In the records below, find the line that contains "Tag the white batting", then transcribe it and every later line exactly, stopping at the final line.

**** Given information ****

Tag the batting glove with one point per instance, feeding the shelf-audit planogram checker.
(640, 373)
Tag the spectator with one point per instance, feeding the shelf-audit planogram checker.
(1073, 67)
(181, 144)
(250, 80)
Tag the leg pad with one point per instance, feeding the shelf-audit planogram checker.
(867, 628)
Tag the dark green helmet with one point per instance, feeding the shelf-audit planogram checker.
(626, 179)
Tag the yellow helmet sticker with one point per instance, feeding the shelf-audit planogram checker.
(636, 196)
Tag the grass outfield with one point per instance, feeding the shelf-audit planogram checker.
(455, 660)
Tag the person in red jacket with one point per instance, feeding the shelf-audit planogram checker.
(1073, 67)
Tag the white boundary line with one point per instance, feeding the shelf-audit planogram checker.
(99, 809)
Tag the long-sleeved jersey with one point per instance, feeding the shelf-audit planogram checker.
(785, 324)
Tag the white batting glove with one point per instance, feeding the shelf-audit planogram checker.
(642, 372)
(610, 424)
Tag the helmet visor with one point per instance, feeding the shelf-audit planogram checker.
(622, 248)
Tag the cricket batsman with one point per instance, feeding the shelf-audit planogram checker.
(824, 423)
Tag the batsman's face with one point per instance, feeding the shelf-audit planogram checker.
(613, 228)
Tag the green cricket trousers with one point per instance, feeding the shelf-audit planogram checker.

****

▶ _Completed task_
Tag the white batting glove with one point per instance, feeding the shelf-audit planogram checker.
(642, 372)
(610, 424)
Tag the helmet visor with one point per instance, feeding the shelf-audit planogram checker.
(622, 248)
Tag the cricket batsman with one point per instance, feeding the shelf-audit planogram checker.
(824, 423)
Tag the batsman's face with one point per instance, feeding the shelf-audit planogram checker.
(613, 228)
Tag the green cricket trousers with one point per instance, feeding the shelf-audit planogram checker.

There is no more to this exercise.